Given task |
Count the lines in the records below that contain the word "brick". Give only the number.

Supplied records |
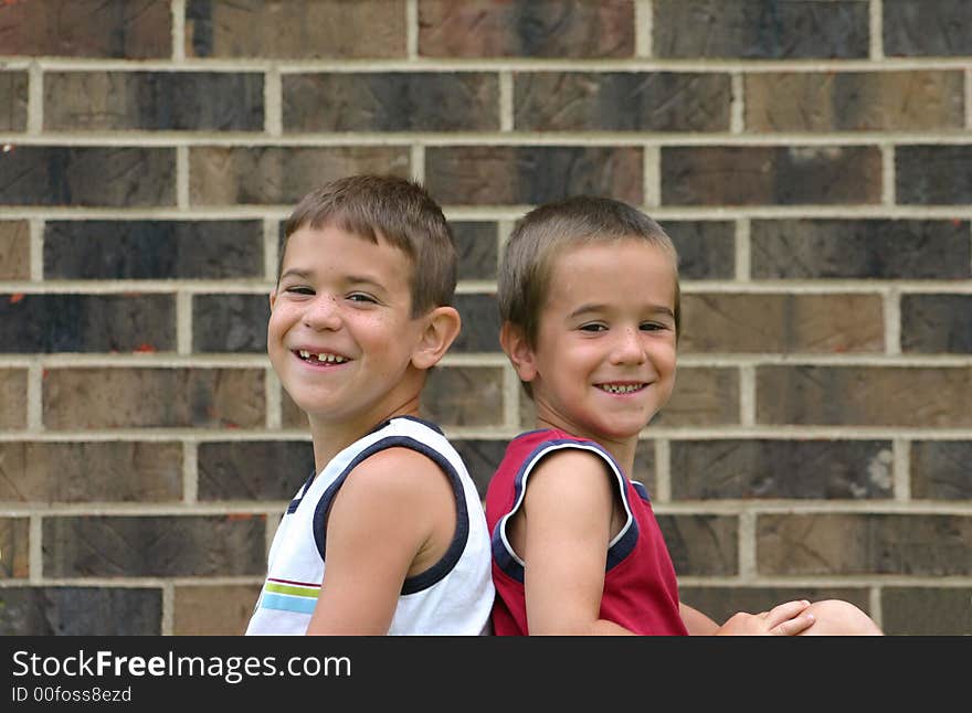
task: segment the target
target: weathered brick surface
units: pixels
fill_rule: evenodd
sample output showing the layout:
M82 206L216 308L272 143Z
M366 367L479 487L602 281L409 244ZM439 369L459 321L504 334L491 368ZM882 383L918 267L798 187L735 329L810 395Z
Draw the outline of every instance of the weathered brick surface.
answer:
M626 147L431 147L425 182L443 205L532 204L572 193L642 202L642 151Z
M972 440L911 443L911 497L972 500Z
M761 514L763 575L969 576L972 518L949 514Z
M429 57L626 57L634 2L419 0L419 54Z
M27 129L27 72L0 72L0 131Z
M187 0L186 56L405 55L405 0Z
M27 370L0 369L0 428L27 426Z
M54 131L260 131L263 75L231 72L49 72Z
M178 441L0 443L0 501L179 502Z
M202 443L200 500L290 500L316 471L307 440Z
M499 265L496 223L452 221L450 225L458 254L458 278L496 279Z
M150 60L172 54L168 0L0 4L0 54Z
M258 585L177 586L172 634L239 636L258 596Z
M683 366L668 404L653 426L714 426L739 423L739 373L735 369Z
M496 295L456 295L455 307L463 320L451 352L500 352L499 307Z
M30 279L27 221L0 221L0 279Z
M878 203L880 194L873 147L662 148L665 205L838 205Z
M49 221L44 277L262 278L263 225L260 221Z
M901 350L972 352L972 295L904 295Z
M673 440L672 499L883 500L894 496L887 440Z
M883 629L892 636L970 636L970 587L883 587Z
M0 152L0 196L9 205L175 205L169 148L18 146Z
M436 366L422 392L423 416L450 426L503 421L503 371L498 366Z
M6 476L6 469L0 476ZM27 518L0 518L0 579L30 576L30 521ZM3 589L0 588L0 596ZM2 599L0 599L2 602ZM3 615L0 608L0 616Z
M725 622L737 611L758 614L769 611L778 604L794 599L843 599L855 605L866 614L870 597L867 589L859 587L801 587L801 586L679 586L678 598L689 606L707 614L719 624ZM891 634L890 631L886 631Z
M196 295L193 352L266 352L266 295Z
M158 636L159 587L3 587L2 636Z
M749 131L934 131L965 125L959 71L746 75Z
M266 568L262 515L51 517L43 522L51 577L207 577Z
M47 428L255 428L264 423L256 369L50 369Z
M969 221L752 221L757 279L972 277Z
M514 128L728 131L730 94L728 74L520 72Z
M682 297L683 352L881 352L880 295Z
M881 8L887 56L972 54L972 8L965 0L884 0Z
M761 424L972 426L969 366L758 366Z
M657 515L678 576L739 572L739 520L731 515Z
M895 190L899 203L972 203L972 146L899 146Z
M175 349L171 295L0 295L0 352Z
M499 79L484 72L288 74L287 131L495 131Z
M731 279L736 274L735 227L727 221L663 221L678 251L680 279Z
M189 199L198 205L292 204L350 173L409 177L405 147L193 147Z
M659 57L866 58L867 3L654 0Z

Solution for this problem |
2